──────── Records to use ────────

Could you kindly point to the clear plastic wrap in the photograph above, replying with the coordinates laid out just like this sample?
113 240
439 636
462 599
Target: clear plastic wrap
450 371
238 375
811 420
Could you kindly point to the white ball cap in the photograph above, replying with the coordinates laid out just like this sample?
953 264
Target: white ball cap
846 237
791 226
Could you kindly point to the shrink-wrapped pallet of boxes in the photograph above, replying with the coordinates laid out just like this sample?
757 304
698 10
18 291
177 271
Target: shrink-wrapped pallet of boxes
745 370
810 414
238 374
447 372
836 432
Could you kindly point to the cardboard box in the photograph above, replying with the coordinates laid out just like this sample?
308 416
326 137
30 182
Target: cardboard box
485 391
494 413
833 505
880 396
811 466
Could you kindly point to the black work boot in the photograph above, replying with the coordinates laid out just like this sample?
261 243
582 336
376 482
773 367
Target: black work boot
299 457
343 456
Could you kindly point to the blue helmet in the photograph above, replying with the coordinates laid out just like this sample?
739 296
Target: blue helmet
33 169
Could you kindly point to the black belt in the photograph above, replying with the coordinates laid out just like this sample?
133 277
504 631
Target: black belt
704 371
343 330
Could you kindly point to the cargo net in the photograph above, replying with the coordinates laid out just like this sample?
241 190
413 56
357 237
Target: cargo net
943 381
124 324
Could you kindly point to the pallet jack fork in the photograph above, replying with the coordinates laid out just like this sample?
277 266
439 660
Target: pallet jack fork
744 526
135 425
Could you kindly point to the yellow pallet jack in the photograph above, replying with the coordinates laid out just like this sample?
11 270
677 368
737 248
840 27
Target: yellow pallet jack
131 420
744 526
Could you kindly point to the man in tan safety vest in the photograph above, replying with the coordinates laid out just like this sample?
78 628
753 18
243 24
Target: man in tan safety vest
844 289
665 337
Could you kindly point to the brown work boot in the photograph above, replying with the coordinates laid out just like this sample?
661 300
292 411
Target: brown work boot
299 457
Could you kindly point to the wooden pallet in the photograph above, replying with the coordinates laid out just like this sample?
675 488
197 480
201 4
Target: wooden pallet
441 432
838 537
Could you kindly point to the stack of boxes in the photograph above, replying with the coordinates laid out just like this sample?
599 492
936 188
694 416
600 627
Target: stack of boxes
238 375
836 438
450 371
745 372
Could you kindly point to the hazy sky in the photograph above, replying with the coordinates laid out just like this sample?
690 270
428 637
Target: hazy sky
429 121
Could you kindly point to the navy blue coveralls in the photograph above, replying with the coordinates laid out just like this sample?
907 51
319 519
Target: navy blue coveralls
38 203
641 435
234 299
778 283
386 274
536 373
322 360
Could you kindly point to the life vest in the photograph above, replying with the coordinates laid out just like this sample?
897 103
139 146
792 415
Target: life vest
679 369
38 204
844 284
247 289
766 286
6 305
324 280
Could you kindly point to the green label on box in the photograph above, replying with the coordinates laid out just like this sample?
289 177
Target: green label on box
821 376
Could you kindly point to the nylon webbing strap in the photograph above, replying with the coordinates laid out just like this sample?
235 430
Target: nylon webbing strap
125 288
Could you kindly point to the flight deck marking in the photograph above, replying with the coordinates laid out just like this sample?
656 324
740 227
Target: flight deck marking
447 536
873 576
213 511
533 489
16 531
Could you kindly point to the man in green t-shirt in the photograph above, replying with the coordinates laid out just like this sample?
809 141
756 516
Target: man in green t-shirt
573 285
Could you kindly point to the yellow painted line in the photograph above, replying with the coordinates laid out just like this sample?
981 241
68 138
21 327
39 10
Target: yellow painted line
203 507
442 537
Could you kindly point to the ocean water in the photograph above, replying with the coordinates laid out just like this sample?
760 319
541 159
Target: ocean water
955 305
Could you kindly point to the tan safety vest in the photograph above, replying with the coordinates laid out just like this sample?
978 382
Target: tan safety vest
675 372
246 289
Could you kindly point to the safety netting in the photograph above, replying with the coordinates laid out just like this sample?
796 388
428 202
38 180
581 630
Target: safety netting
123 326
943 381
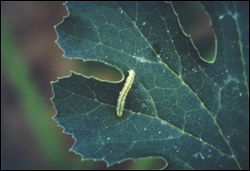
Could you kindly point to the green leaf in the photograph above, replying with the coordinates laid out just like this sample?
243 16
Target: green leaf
193 114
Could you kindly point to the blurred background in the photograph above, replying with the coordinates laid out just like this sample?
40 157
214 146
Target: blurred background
30 59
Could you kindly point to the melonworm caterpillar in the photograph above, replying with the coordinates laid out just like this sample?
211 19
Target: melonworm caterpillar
124 92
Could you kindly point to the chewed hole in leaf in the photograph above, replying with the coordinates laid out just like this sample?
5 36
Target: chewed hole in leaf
98 70
196 23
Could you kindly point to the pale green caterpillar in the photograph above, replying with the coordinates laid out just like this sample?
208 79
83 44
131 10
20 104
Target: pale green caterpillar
124 92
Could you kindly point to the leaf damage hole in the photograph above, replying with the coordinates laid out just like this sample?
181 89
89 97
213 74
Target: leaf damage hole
98 70
196 23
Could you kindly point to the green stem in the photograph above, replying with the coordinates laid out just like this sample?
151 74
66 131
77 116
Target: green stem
36 112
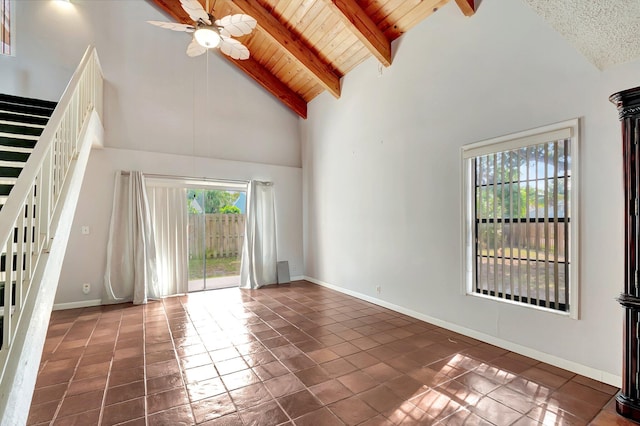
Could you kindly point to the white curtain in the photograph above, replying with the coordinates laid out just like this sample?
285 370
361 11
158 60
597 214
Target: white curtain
131 273
170 219
259 253
147 248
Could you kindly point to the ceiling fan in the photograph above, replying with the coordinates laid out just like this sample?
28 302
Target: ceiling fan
209 32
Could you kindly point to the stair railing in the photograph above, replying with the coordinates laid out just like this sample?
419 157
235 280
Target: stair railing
28 218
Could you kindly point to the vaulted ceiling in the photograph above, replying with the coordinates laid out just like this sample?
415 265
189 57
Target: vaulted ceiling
301 48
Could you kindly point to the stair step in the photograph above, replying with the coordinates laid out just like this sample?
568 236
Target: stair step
23 118
26 109
27 101
14 156
13 293
5 189
20 130
10 172
17 142
3 261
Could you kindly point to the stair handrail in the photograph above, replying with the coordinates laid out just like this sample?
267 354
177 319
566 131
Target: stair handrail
39 186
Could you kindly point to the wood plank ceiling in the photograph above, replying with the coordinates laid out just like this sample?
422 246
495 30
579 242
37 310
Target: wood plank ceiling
301 48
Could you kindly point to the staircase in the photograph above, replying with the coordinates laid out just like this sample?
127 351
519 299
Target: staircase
22 121
39 190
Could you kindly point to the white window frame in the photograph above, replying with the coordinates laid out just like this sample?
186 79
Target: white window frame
530 137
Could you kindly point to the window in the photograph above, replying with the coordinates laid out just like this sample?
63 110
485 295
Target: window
521 218
6 30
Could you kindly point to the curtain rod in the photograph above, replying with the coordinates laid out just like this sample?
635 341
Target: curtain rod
187 178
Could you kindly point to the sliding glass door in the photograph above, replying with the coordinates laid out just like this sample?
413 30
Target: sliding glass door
216 234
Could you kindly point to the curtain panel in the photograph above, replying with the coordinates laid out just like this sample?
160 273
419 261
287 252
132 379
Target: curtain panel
147 247
259 251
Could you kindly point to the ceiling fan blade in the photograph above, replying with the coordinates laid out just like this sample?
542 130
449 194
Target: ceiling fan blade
173 26
234 48
195 10
195 49
236 25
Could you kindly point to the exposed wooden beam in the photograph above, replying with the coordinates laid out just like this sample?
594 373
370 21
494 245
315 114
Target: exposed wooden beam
364 28
272 84
250 67
467 7
299 51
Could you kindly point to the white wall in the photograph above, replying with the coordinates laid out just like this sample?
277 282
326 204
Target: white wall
157 99
165 113
382 176
86 254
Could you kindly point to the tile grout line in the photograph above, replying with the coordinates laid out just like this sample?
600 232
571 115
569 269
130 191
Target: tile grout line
75 370
106 385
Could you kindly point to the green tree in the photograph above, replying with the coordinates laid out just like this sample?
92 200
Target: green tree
212 201
230 210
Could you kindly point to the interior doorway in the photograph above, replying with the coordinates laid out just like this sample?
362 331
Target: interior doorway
217 215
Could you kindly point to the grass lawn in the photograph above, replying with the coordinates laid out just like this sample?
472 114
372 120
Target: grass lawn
216 267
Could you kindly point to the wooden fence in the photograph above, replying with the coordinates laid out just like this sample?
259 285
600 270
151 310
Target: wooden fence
219 235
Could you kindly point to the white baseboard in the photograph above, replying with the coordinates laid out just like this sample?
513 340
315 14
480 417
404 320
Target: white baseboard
75 305
599 375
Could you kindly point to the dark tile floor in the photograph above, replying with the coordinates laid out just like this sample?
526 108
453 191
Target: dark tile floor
295 354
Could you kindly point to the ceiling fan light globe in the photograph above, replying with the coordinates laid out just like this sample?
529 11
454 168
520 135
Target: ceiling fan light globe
207 37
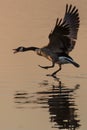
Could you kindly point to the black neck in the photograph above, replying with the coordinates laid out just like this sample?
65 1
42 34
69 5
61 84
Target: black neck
30 48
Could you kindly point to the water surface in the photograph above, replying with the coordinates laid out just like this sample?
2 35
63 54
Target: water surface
29 99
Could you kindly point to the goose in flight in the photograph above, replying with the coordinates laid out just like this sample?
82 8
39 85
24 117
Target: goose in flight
61 40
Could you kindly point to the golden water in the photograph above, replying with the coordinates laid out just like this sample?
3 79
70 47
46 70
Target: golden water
29 100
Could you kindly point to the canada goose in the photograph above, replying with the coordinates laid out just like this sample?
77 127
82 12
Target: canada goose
61 40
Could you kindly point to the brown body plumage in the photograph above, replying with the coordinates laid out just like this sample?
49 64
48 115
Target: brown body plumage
61 40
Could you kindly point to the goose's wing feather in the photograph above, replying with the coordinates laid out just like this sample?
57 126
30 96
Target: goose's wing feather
64 35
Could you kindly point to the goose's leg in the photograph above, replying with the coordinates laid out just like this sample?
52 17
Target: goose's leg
47 67
54 73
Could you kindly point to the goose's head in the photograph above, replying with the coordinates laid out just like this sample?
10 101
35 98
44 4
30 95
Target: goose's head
19 49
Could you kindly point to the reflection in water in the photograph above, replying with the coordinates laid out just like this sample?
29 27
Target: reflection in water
59 99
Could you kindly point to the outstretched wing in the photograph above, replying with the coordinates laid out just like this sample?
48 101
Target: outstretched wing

────────

Lay out the lines from the one containing "Could you kindly point to the reflection" through the last line, inclusive, as a Markdown table with the columns Index and Line. Omit any blank lines.

→ Result
| Index | Line |
|---|---|
| 1 | Could you kindly point to the reflection in water in the photograph above, replying with the coordinates laid out just like this sample? |
| 2 | 29 27 |
| 3 | Target: reflection in water |
| 4 | 59 99 |
| 5 | Could you kindly point to the outstretched wing in the photograph above, replying with the coordinates laid out just like this sample? |
| 6 | 48 101 |
| 7 | Target: outstretched wing |